| YOUR INSTRUCTIONS |
Apart from the pictures, every part of the records below gets retyped exactly.

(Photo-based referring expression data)
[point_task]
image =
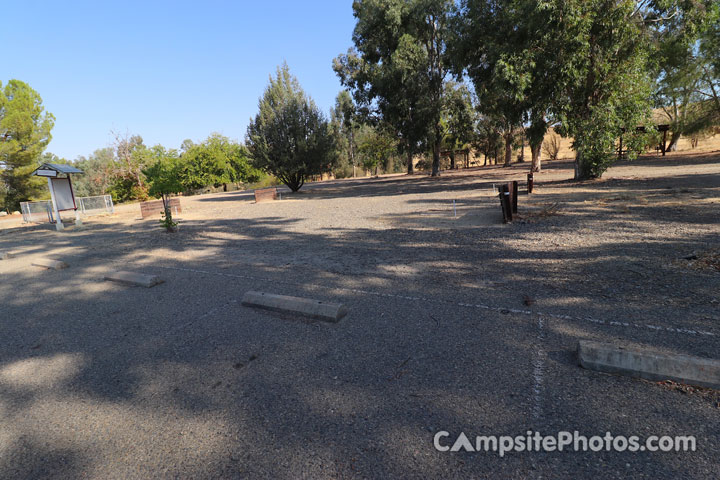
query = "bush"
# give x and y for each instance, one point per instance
(551, 146)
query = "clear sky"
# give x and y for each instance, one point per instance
(166, 70)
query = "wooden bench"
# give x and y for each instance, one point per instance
(265, 194)
(155, 207)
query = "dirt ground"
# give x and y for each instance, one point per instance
(457, 323)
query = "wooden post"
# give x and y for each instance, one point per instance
(58, 222)
(505, 203)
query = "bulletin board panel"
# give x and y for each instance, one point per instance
(63, 194)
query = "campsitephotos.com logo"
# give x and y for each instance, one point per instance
(562, 441)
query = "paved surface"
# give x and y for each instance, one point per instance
(458, 325)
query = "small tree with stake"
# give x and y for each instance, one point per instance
(164, 179)
(289, 136)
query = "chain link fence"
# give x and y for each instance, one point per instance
(40, 212)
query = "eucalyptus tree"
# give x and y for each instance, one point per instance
(346, 122)
(290, 137)
(24, 134)
(459, 118)
(399, 67)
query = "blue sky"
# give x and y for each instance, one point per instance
(166, 70)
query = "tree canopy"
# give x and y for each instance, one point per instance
(290, 137)
(25, 129)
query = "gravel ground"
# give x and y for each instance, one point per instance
(457, 323)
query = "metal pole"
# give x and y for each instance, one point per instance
(58, 222)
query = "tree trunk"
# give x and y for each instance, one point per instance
(535, 152)
(436, 159)
(508, 149)
(352, 150)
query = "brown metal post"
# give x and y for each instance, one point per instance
(505, 204)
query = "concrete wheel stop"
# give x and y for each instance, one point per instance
(330, 312)
(650, 365)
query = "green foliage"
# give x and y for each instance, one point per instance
(610, 89)
(164, 173)
(24, 133)
(344, 125)
(376, 147)
(216, 161)
(131, 156)
(399, 67)
(459, 118)
(289, 136)
(98, 168)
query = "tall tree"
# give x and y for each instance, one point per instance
(216, 161)
(345, 121)
(290, 136)
(24, 134)
(459, 119)
(401, 65)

| SOLUTION TO THE EXERCISE |
[point_task]
image =
query = "bush"
# give x and y for each instance, one point per instance
(551, 146)
query = "clear sky"
# give x and y for each instance, one point per instance
(166, 70)
query = "wooden bench"
# give x and y for each instance, one point per instance
(265, 194)
(155, 207)
query = "dirt ground"
# give x and y for each instance, one point per instance
(457, 323)
query = "wooden post"
# give x and y for each instance, one point per instance
(58, 222)
(505, 203)
query = "bulletin board panel"
# give x and y for each instance, one point per instance
(63, 194)
query = "campsitephotos.com logo"
# give x and y for each instance, one point per instance
(562, 441)
query = "paved surface"
# give x and y for each instance, one point per instance
(458, 325)
query = "small tree with stake"
# give x and y for each instance, one point per instance
(164, 179)
(289, 136)
query = "chain link fence"
# give x and y for each instance, one point per instance
(40, 212)
query = "eucalyptus tree"
# give x and y for each instance, one point per instance
(346, 122)
(290, 137)
(24, 134)
(459, 118)
(399, 67)
query = "blue sky"
# give x and y for each instance, one point per instance
(166, 70)
query = "tree canopy"
# give x and y for each instance, one point per instance
(290, 137)
(25, 129)
query = "gravel ground"
# give x and y for each instance, one point per instance
(457, 323)
query = "metal pole"
# give x and y for each instance, one point per instance
(58, 222)
query = "tree trunk"
# give x and y for each instance, one point per instance
(535, 152)
(436, 159)
(508, 149)
(352, 150)
query = "brown metal post"
# give x and y for each instance, one point per instance
(505, 204)
query = "concrete wheel stop"
# give x and y for each instance, one point per instance
(330, 312)
(650, 365)
query = "green foliage"
# give x and y for each instance, one point per instance
(610, 89)
(164, 173)
(24, 133)
(344, 125)
(376, 147)
(216, 161)
(131, 156)
(399, 67)
(459, 118)
(289, 136)
(98, 168)
query = "tall tree"
# give x and y for each instance, one point per instance
(216, 161)
(345, 121)
(290, 136)
(24, 134)
(459, 119)
(401, 65)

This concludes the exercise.